### STATED PROBLEM:
Copy out the lines below word for word, from the very first one through the line that contains "190L308 189L308 186L305", that line included. Leave the pictures out.

### RECORDS SHOWN:
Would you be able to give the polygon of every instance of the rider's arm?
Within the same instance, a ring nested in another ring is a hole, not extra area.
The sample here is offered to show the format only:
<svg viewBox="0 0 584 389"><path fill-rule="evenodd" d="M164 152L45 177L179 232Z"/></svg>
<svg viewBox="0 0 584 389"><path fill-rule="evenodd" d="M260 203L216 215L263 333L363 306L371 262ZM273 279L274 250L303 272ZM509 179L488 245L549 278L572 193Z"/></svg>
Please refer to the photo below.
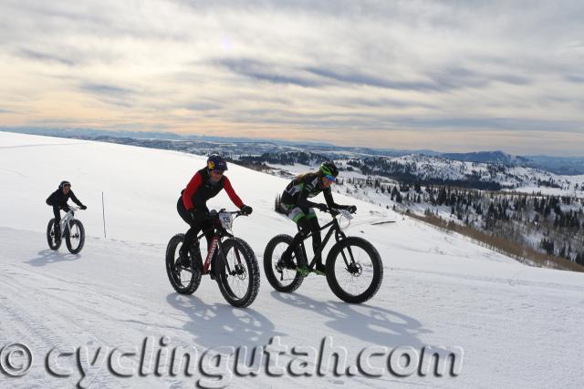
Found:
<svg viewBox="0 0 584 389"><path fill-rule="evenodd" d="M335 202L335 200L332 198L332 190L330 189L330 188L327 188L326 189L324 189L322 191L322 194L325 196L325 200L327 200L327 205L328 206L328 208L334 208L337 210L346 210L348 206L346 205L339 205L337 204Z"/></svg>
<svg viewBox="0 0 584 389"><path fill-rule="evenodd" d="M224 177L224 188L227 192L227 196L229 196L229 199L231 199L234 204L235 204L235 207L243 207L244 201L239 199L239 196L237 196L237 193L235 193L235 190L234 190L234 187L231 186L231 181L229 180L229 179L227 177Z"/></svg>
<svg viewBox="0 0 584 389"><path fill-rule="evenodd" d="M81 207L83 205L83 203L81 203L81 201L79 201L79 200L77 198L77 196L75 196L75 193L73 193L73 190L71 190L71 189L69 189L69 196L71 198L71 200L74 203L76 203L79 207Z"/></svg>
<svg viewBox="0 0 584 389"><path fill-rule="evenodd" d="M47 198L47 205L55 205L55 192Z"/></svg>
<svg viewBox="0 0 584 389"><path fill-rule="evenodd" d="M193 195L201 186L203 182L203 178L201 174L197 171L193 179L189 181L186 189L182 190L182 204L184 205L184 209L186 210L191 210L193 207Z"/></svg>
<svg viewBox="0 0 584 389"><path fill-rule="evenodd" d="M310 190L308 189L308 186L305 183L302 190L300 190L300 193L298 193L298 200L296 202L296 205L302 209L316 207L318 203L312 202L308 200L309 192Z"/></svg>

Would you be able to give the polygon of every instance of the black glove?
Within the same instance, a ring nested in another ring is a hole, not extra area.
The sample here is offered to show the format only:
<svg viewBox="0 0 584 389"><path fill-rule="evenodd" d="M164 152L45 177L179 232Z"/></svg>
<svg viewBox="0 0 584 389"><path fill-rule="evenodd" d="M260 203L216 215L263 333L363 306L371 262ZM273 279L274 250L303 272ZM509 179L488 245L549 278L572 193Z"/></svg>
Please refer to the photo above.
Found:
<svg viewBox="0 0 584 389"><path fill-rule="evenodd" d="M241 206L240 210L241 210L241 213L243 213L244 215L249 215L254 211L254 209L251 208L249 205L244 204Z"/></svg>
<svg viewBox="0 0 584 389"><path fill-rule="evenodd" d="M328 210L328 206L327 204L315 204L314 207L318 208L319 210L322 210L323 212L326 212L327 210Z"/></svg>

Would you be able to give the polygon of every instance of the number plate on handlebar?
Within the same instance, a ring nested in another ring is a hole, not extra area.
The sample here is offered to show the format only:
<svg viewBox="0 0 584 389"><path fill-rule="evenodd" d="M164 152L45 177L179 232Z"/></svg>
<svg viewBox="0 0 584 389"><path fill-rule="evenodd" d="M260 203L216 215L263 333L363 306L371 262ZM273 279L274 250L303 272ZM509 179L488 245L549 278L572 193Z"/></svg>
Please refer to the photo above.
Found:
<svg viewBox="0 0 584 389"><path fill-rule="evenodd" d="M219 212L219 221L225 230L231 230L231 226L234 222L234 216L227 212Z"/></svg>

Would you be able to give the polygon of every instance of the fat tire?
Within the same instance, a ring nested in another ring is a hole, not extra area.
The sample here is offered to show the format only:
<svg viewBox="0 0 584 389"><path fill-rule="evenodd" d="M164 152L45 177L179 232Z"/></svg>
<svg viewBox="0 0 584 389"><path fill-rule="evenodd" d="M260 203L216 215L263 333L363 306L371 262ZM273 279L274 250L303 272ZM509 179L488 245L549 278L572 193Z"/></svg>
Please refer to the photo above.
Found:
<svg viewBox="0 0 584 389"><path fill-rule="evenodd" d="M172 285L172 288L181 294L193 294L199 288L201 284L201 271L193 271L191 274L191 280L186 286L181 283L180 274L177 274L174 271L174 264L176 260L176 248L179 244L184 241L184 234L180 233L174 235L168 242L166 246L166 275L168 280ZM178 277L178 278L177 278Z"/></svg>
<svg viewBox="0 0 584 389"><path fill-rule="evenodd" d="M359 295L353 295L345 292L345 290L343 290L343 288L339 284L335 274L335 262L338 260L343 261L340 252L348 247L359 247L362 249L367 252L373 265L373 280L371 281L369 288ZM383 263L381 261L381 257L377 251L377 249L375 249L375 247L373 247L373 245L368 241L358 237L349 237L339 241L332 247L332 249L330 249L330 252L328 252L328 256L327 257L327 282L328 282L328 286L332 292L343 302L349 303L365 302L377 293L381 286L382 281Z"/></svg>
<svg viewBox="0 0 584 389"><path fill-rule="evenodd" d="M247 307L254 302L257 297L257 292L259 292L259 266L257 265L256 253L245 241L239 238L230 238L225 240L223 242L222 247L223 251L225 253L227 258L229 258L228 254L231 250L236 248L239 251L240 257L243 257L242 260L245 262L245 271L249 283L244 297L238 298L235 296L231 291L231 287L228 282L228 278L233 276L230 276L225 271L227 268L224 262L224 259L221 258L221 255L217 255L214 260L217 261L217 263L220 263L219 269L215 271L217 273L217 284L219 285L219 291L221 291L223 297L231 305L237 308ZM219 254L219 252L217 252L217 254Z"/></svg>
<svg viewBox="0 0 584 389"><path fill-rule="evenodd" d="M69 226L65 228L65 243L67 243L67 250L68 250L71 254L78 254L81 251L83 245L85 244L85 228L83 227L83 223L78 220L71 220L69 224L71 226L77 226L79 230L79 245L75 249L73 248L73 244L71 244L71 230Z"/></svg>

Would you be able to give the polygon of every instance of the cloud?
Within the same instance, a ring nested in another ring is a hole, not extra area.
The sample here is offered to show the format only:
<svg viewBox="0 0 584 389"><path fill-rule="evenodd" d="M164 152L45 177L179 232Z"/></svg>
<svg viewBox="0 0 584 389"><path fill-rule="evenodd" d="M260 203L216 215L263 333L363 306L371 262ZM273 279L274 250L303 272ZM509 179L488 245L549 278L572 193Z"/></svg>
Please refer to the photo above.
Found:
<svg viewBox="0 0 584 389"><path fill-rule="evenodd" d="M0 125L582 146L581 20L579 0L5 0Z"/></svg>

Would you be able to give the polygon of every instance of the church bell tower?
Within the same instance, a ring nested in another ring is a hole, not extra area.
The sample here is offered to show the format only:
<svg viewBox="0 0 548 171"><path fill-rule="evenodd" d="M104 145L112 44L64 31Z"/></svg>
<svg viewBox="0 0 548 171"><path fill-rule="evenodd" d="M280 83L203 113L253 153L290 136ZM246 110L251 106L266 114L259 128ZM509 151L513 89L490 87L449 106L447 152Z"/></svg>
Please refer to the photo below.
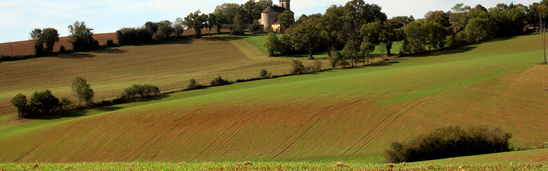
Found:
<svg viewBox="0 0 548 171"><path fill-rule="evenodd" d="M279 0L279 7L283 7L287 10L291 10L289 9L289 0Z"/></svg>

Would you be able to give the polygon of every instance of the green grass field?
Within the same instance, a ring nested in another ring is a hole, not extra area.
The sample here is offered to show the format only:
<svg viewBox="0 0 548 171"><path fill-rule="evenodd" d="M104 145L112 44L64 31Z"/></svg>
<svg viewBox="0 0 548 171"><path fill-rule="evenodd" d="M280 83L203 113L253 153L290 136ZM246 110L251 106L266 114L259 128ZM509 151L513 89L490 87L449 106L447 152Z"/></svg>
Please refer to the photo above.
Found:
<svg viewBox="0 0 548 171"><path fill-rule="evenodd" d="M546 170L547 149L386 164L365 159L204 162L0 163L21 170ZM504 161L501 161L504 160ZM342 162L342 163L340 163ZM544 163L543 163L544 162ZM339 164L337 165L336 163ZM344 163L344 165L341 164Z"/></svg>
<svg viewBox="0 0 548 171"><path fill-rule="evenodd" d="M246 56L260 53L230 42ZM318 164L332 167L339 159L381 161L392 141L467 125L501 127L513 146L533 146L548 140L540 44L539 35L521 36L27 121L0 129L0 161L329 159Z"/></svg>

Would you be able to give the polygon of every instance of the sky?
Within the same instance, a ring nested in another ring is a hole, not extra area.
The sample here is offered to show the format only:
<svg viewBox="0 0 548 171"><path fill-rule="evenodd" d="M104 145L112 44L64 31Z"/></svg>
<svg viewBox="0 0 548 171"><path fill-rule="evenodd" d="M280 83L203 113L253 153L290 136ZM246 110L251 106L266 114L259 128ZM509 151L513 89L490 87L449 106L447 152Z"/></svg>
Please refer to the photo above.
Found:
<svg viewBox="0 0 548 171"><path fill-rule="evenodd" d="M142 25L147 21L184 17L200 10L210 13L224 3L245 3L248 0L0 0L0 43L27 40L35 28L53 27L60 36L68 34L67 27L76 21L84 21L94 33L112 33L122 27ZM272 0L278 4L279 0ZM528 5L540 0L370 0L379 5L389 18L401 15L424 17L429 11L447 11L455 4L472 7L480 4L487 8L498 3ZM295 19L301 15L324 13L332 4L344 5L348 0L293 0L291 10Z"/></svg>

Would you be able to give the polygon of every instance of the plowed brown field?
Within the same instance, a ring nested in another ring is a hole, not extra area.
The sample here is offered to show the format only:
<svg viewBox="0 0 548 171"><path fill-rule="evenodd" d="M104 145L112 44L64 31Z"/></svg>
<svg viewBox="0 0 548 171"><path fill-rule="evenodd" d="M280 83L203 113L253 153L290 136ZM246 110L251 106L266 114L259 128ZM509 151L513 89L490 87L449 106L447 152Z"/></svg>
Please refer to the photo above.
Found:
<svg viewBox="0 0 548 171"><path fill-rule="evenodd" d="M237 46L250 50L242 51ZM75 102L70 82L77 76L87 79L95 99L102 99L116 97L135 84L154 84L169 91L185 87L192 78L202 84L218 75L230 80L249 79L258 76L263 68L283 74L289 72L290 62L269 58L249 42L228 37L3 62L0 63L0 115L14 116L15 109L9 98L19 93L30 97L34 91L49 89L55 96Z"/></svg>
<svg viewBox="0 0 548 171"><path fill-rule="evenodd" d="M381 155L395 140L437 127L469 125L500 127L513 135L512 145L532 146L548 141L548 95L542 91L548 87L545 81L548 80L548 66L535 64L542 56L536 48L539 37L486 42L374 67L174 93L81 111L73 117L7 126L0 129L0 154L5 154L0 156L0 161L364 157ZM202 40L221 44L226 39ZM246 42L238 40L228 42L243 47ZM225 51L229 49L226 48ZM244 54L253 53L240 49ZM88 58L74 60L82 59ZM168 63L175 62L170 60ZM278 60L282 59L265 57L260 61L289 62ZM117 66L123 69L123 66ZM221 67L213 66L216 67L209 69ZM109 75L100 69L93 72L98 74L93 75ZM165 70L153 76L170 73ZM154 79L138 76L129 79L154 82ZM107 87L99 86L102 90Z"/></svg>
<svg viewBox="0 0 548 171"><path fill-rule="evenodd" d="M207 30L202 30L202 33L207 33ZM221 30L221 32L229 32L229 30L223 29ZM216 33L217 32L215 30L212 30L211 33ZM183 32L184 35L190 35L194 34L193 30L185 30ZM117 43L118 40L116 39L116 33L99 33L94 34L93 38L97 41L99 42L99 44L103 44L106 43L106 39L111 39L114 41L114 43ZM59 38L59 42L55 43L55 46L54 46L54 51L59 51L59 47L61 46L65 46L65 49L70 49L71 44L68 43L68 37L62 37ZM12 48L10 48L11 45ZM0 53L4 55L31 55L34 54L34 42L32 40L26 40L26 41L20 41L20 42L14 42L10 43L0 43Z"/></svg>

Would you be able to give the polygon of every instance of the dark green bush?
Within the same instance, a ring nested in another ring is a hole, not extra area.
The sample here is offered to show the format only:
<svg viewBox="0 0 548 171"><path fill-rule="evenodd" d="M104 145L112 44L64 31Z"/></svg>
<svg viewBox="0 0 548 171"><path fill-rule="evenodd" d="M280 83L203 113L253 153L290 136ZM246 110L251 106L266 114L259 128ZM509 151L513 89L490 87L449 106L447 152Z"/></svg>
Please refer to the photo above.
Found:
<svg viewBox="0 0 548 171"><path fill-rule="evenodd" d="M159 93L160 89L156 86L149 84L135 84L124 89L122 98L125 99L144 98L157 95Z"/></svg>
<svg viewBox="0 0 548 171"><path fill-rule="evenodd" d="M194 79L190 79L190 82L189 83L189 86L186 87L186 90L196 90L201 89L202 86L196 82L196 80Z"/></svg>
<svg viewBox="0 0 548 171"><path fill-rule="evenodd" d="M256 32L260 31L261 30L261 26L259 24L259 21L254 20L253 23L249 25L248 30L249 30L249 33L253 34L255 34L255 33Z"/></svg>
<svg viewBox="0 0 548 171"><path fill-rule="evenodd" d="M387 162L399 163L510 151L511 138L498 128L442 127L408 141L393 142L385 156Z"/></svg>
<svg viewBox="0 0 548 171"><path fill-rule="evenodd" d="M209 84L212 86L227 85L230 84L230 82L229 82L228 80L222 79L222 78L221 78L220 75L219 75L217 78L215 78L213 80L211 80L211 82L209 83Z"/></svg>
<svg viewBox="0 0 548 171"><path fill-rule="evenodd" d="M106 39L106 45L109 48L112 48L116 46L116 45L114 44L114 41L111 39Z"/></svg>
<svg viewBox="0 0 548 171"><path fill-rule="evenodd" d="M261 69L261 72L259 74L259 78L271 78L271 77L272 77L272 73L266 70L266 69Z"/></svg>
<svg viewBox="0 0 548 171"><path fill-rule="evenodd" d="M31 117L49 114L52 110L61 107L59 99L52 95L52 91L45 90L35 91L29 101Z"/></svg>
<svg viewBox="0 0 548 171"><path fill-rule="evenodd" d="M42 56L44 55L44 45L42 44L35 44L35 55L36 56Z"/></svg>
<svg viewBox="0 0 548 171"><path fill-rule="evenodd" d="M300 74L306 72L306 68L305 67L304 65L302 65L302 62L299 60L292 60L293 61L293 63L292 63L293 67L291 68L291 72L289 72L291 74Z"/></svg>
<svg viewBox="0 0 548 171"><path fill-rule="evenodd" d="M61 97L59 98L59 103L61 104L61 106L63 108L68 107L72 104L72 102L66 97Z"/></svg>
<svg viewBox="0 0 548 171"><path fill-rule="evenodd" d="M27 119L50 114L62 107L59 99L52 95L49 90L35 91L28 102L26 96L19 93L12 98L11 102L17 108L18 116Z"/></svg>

### RESULT OF THE EXERCISE:
Would you be able to give the polygon of every instance of the rider's arm?
Within the same instance, a ring nested in another ring is a hole, not extra area.
The sample here is offered to show the format only:
<svg viewBox="0 0 584 389"><path fill-rule="evenodd" d="M164 152L45 177L179 232Z"/></svg>
<svg viewBox="0 0 584 389"><path fill-rule="evenodd" d="M260 203L216 215L263 333L363 306L371 262ZM273 279L274 250L303 272ZM509 179L488 245L549 278L572 193Z"/></svg>
Please refer to the photo below.
Found:
<svg viewBox="0 0 584 389"><path fill-rule="evenodd" d="M335 202L335 200L332 198L332 190L330 189L330 188L327 188L326 189L324 189L322 191L322 194L325 196L325 200L327 200L327 205L328 206L328 208L334 208L337 210L346 210L348 206L346 205L339 205L337 204Z"/></svg>
<svg viewBox="0 0 584 389"><path fill-rule="evenodd" d="M224 177L224 188L227 192L227 196L229 196L229 199L231 199L234 204L235 204L235 207L243 207L244 201L239 199L239 196L237 196L237 193L235 193L235 190L234 190L234 187L231 186L231 181L229 180L229 179L227 177Z"/></svg>
<svg viewBox="0 0 584 389"><path fill-rule="evenodd" d="M81 207L83 205L83 203L81 203L81 201L79 201L79 200L77 198L77 196L75 196L75 193L73 193L73 190L71 190L71 189L69 189L69 196L71 198L71 200L74 203L76 203L79 207Z"/></svg>
<svg viewBox="0 0 584 389"><path fill-rule="evenodd" d="M47 198L47 205L55 205L55 192Z"/></svg>
<svg viewBox="0 0 584 389"><path fill-rule="evenodd" d="M193 195L201 186L203 182L203 178L201 174L197 171L193 179L189 181L186 189L182 190L182 204L184 205L184 209L186 210L191 210L193 207Z"/></svg>
<svg viewBox="0 0 584 389"><path fill-rule="evenodd" d="M310 190L308 189L308 186L305 183L302 190L300 190L300 193L298 193L298 200L296 202L296 205L302 209L316 207L318 203L312 202L308 200L309 192Z"/></svg>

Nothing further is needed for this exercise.